(DESCRIPTION OF THE TASK): All of the data below should be written out exactly.

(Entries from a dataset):
* start *

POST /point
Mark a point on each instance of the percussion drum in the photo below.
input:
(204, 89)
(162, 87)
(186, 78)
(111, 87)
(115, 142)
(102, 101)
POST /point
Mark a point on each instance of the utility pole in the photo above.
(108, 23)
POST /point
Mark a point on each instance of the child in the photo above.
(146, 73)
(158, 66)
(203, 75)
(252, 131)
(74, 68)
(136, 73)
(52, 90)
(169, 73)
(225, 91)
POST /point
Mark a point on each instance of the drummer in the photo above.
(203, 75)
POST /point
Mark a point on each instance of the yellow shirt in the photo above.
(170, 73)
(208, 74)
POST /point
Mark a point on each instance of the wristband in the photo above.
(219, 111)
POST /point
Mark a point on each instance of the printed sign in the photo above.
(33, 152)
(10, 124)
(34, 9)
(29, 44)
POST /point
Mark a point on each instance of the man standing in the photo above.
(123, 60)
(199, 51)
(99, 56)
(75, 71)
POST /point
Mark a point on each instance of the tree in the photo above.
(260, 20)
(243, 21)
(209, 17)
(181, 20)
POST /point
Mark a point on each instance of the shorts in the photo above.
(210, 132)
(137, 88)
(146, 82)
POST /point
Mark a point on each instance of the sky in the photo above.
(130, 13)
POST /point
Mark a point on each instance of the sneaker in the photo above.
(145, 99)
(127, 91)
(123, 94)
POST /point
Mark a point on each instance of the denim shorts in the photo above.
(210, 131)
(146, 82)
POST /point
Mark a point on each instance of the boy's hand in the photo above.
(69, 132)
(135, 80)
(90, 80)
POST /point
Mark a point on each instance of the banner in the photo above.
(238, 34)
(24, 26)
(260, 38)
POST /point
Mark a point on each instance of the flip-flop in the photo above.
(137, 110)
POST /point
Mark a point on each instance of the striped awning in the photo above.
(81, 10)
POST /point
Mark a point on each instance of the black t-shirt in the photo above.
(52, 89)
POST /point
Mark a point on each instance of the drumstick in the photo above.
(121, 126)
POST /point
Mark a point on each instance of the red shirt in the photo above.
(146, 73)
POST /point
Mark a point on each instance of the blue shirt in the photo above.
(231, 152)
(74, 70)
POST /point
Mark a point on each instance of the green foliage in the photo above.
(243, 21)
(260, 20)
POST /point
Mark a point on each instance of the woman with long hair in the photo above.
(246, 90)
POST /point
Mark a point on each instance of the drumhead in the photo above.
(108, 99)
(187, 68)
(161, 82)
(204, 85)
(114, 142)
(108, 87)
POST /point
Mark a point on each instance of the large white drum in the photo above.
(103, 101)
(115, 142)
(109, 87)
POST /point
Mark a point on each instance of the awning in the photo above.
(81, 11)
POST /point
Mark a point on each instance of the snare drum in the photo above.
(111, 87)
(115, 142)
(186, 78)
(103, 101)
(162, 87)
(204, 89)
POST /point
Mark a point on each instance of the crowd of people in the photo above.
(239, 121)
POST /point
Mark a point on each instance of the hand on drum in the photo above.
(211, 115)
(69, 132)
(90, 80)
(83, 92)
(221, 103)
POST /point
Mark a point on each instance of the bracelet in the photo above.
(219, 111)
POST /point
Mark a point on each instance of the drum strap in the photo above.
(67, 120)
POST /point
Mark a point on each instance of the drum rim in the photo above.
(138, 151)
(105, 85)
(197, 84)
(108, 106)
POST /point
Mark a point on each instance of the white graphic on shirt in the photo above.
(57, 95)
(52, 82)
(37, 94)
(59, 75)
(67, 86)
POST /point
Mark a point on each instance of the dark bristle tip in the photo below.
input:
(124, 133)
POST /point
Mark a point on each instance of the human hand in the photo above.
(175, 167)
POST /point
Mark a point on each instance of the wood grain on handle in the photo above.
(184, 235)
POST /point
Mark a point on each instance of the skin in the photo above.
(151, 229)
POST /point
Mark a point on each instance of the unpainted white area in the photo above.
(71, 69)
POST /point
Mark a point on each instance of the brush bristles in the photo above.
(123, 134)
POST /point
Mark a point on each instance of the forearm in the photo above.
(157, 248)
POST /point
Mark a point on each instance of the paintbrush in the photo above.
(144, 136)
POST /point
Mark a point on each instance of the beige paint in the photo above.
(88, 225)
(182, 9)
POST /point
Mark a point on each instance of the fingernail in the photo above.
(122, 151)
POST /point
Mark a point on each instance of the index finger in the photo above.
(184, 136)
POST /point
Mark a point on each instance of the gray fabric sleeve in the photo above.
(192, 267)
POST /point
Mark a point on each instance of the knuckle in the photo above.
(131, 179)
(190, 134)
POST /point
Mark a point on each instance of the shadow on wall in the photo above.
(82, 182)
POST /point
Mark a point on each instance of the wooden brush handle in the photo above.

* end *

(TASK OUTPUT):
POST /point
Mark a point on each instance of the percussion drum in the photo below.
input:
(204, 89)
(162, 87)
(186, 78)
(111, 87)
(115, 142)
(102, 101)
POST /point
Mark a point on each instance of the utility pole in the photo above.
(108, 23)
POST /point
Mark a point on each instance of the child in the photo above.
(146, 73)
(158, 66)
(203, 75)
(252, 131)
(74, 68)
(136, 73)
(52, 90)
(169, 73)
(225, 91)
POST /point
Mark a point on each instance of the drummer in the photo above.
(203, 75)
POST /point
Mark a point on each instance of the yellow shirt in the photo above.
(170, 73)
(208, 74)
POST /point
Mark a point on each instance of the wristband in the photo above.
(219, 111)
POST /point
Mark a point on each instance of the printed sign in the photo above.
(33, 152)
(10, 124)
(34, 9)
(29, 44)
POST /point
Mark a point on each instance of the man standing in the photo above.
(123, 60)
(199, 51)
(99, 56)
(75, 71)
POST /point
Mark a point on each instance of the tree in the photo above.
(260, 20)
(243, 21)
(209, 17)
(181, 20)
POST /point
Mark a point on each instance of the shorts in the photo above.
(210, 132)
(137, 88)
(146, 82)
POST /point
Mark a point on each instance of the sky in the photo above.
(130, 13)
POST /point
Mark a point on each instance of the sneaker in the photo above.
(145, 99)
(127, 91)
(123, 94)
POST /point
Mark a point on each instance of the denim shorts in the photo above.
(210, 131)
(146, 82)
POST /point
Mark a point on each instance of the boy's hand in the photo above.
(69, 132)
(135, 80)
(90, 80)
POST /point
Mark a point on each instance of the banner in the photo above.
(238, 34)
(24, 26)
(260, 38)
POST /point
Mark a point on each instance of the flip-flop in the photo above.
(137, 110)
POST /point
Mark a point on each instance of the striped awning in the photo above.
(81, 10)
POST /point
Mark a point on each instance of the black t-shirt in the photo above.
(52, 89)
POST /point
Mark a point on each instance of the drumstick in the photo above.
(121, 126)
POST /point
Mark a point on each instance of the red shirt in the photo above.
(146, 73)
POST /point
Mark a point on each instance of the blue shirt in the photo above.
(231, 152)
(74, 70)
POST /point
Mark a point on each instance of the green foliage in the photo above.
(243, 21)
(260, 20)
POST /point
Mark a point on each instance of the woman with long hair in the photo above.
(246, 90)
POST /point
Mark a point on each instance of the drumhead in the photo above.
(108, 99)
(187, 68)
(161, 82)
(204, 85)
(114, 142)
(108, 87)
POST /point
Mark a point on each instance of the large white drum in the photo above.
(103, 101)
(115, 142)
(109, 87)
POST /point
Mark a point on each instance of the awning in the photo above.
(81, 11)
POST /point
Mark a point on each instance of the snare drum in the photo above.
(111, 87)
(115, 142)
(186, 78)
(103, 101)
(162, 87)
(204, 89)
POST /point
Mark a point on each instance of the crowd of people in the photo above.
(239, 121)
POST /point
Mark a point on each instance of the hand on drum in the photo above.
(211, 115)
(69, 132)
(90, 80)
(83, 92)
(221, 103)
POST /point
Mark a point on each instance of the bracelet in the photo above.
(219, 111)
POST /point
Mark a point on each instance of the drum strap in the photo above.
(67, 120)
POST /point
Mark a point on each instance of the drum rim in the photo above.
(138, 151)
(105, 85)
(197, 84)
(108, 106)
POST /point
Mark a point on each instance of the white graphic on shirt in the photo above.
(57, 95)
(52, 82)
(37, 94)
(59, 75)
(67, 86)
POST /point
Mark a point on each instance of the dark bristle tip in the photo below.
input:
(124, 133)
POST /point
Mark a point on each instance of the human hand in the photo above.
(175, 167)
POST /point
Mark a point on each instance of the wood grain on handle in the photo above.
(184, 235)
POST /point
Mark a point on each instance of the skin in the photo above.
(151, 229)
POST /point
Mark a point on each instance of the unpainted white area in the photo above.
(71, 69)
POST /point
Mark a point on each instance of the brush bristles in the photo above.
(123, 134)
POST /point
Mark a point on each instance of the forearm in the photo above.
(157, 248)
POST /point
Mark a point on each instance of the paintbrush in the photo above.
(144, 136)
POST /point
Mark a point on each instance of the beige paint in the photo above.
(88, 225)
(182, 9)
POST /point
Mark a point on each instance of the fingernail in the photo above.
(122, 151)
POST /point
Mark a point on each instance of the index finger in the photo above.
(184, 136)
POST /point
Mark a point on each instance of the gray fabric sleeve in the photo above.
(192, 267)
POST /point
Mark a point on each instance of the knuckle in the photo above.
(131, 179)
(190, 134)
POST /point
Mark a point on each instance of the shadow on wall in the photo above.
(82, 182)
POST /point
Mark a point on each instance of the wooden brush handle in the photo above.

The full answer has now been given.